**YOUR GOAL:** Could you copy the lines below character for character, leaving the pictures out of your answer?

# Start of RAW RECORDS

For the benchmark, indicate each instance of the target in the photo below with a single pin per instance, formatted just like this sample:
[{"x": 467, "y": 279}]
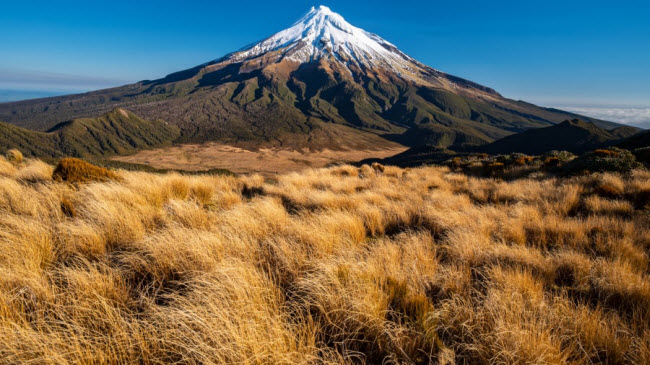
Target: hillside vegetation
[
  {"x": 115, "y": 133},
  {"x": 341, "y": 265}
]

# End of RAW RECORDS

**OUTPUT OF THE EXERCISE:**
For the benchmark, indicate each instance of the target in the photo below with a single pin per instance, formatted just like this sample:
[{"x": 467, "y": 279}]
Target: hillside vegetation
[
  {"x": 115, "y": 133},
  {"x": 341, "y": 265}
]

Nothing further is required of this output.